§ Excerpted data:
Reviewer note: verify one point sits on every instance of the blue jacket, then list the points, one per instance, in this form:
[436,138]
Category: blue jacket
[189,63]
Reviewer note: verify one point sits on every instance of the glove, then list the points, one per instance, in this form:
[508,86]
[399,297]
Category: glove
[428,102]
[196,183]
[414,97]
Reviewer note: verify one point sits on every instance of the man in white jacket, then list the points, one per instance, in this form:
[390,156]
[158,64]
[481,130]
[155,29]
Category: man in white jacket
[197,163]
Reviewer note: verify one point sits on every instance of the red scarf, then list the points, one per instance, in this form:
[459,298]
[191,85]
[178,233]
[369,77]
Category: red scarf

...

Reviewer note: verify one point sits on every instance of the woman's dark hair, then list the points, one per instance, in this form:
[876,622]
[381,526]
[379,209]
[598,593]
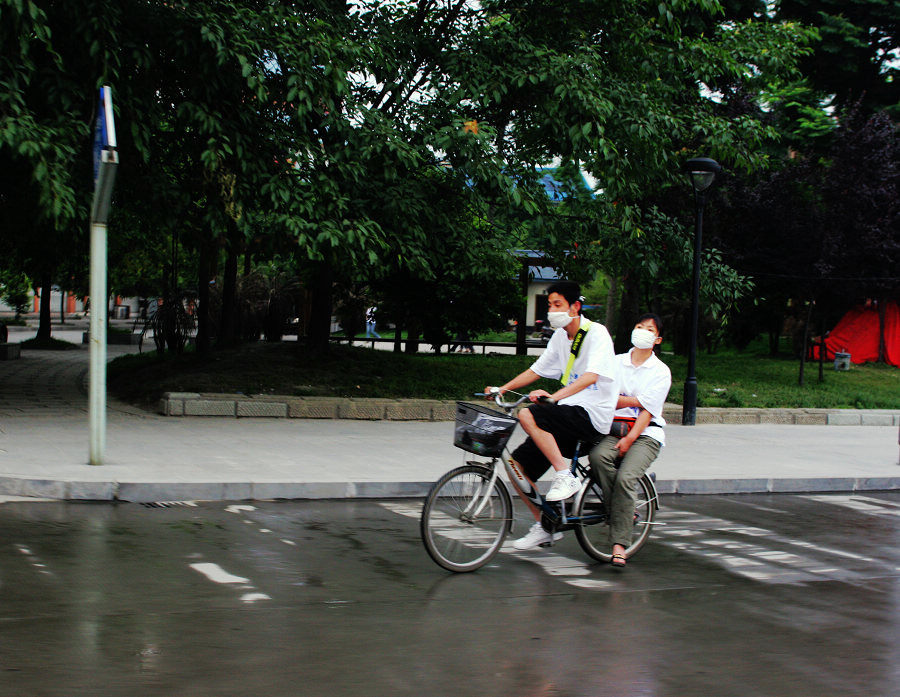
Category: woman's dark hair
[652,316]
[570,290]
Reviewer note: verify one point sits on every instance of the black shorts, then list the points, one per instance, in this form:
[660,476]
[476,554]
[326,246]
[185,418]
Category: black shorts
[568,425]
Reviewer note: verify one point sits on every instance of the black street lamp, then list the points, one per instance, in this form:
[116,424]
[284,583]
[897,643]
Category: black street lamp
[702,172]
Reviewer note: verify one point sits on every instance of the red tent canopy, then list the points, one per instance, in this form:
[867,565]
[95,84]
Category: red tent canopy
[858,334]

§ Task to carry out: Write out the listing above word for word, beginning at the line that contains "red scarf, then" and stopping after the line that contains "Category: red scarf", with both of those lines included.

§ Finished task:
Reviewer note: verify one point sits on every instance of the red scarf, then list the points, one per instance, in this form:
[459,298]
[191,85]
[178,233]
[369,77]
Category: red scarf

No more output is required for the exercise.